___ Provided passage

# Strong Infatuation, Feeling Guilty



## Otakon89 (Jan 8, 2013)

I joined for the sole purpose of posting this. After coming on here and seeing that it was not an uncommon thing, I felt a little better, but, alas, here it is.
Approximately a year ago, my wife and I were invited out to dinner by some friends. They tell us that some of their other friends are attending as well. We arrived at the restaurant, found our friends, and there with them was a girl whom I found absolutely gorgeous. I found it hard not to look at her and I was immediately infatuated. She had a great sense of humor, a sweet smile, and was interested in anything I had to say. Come to find out she was married. _Bummer_, I thought. After me and my wife left, I couldn't stop thinking about the girl. A couple of months passed and I had all but forgotten about her
The same friends that invited us to dinner that night invited us to Thanksgiving. Guess at who's house it was; the girl-at-the- restaurant's. Knowing how I had reacted the first time, I made a conscious effort to avoid communication with her. We talked a couple of times, but the conversations were brief. I left without any feelings of attachment. Victory for me.
A year passed and I found myself at my friend's house to play some game's with him. It was the first night since my son was born that I had had a night to myself. I walked into his house and my friend's wife was sitting at their dining room table drinking coffee and chatting with two other ladies. They all turned to look at me as I entered and I immediately recognized one of them; it was 'The Girl.' I greeted them warmly, but I didn't stay to say much else. My friend and I entered the man-cave and gamed for an hour.
Later, his wife came in and asked if I wanted some coffee. I enthusiastically accepted her offer and went into the kitchen with her to retrieve it. Pouring my coffee, I eavesdropped on the ladies' conversation. They were chatting about diets and 'juicing,' topics that I had rudimentary knowledge of, so I chimed in my opinion. I was about to leave the kitchen and get back to my friend, but 'The Girl' got up to get more coffee. As she got closer, I got nervous. I wanted to say hi, but, knowing how I reacted to meeting her the first time, I tried to slip by. As if reading my thoughts, she greeted me and asked how I was during the year she hadn't seen me.

______

• Work instructions: Carry the forum post about the infatuation forward, starting after its last sentence. The lines after this forum post have no connection to it.

___ Data section

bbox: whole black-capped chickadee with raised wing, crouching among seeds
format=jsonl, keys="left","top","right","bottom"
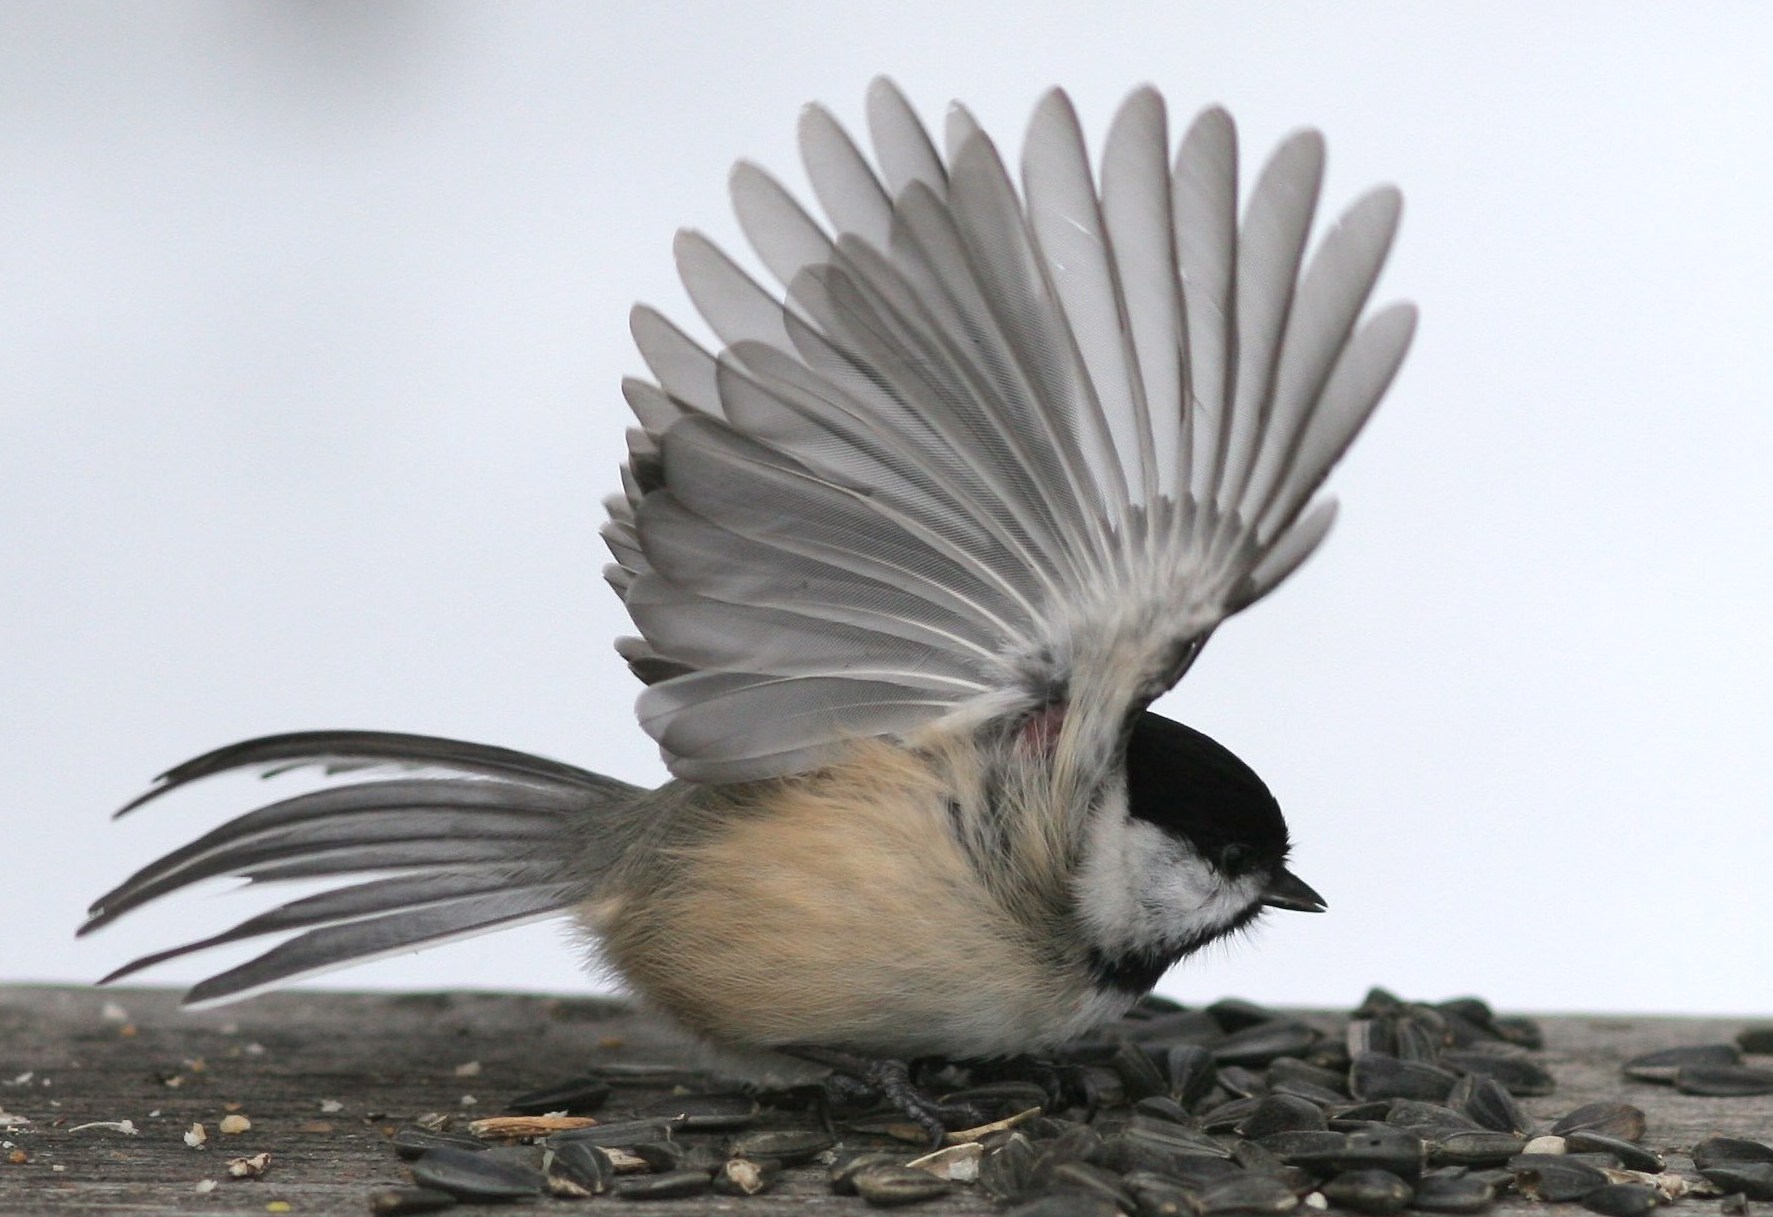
{"left": 80, "top": 80, "right": 1417, "bottom": 1137}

______

• Response below:
Our conversation lasted the rest of the night; I never got back to my friend. She laughed at all of my jokes, we mimicked each others body movements, and generally had a good time talking. During our talk, she told me she had gotten a divorce. It, honestly, gave me a twinge of satisfaction. In conclusion, my infatuation with her came back with a force that has been, at times, unbearable. I've been thinking about her constantly and I feel guilty because I honor my relationship with my wife and it has been hard to pay attention to her. Confessing this has been cathartic, however, but I'm afraid it won't last.
Help.


----------



## 3putt (Dec 3, 2012)

Otakon89 said:


> *During our talk, she told me she had gotten a divorce.* It, honestly, gave me a twinge of satisfaction. In conclusion, my infatuation with her came back with a force that has been, at times, unbearable. I've been thinking about her constantly and I feel guilty because I honor my relationship with my wife and it has been hard to pay attention to her. Confessing this has been cathartic, however, but I'm afraid it won't last.
> Help.


Did you even happen to mention to her that you had NOT gotten a divorce?? Why aren't you having these types of conversations with your wife instead of another woman? Why aren't you giving your wife the same attention that you're giving this woman. Why are you even _*having*_ these kinds of conversations with someone other than your wife??

Do you have no idea what the definition of boundaries is? I'll look it for you if you don't. Wake the fvck up to what you are on the verge of blowing sky high!

You need to stay the hell away from this woman and do everything you are doing with her right now with your wife.

It's a good thing you recognize the danger you are in, but you need to eliminate contact with woman forever, or you're going to find yourself in a place you _*really*_ don't want to be.


----------



## C-man (Oct 23, 2012)

You have a wife and a newborn son. It's good that you recognize that what you're thinking of doing is going to be destructive. I don't know what else to recommend but just don't forget why you had a family with your wife and what is important to you. If your wife and son come up short vs the infatuation - then you need to have a good sit down talk with your wife, or get yourself into IC before you do something stupid.


----------



## dogman (Jul 24, 2012)

Otakon89 said:


> I joined for the sole purpose of posting this. After coming on here and seeing that it was not an uncommon thing, I felt a little better, but, alas, here it is.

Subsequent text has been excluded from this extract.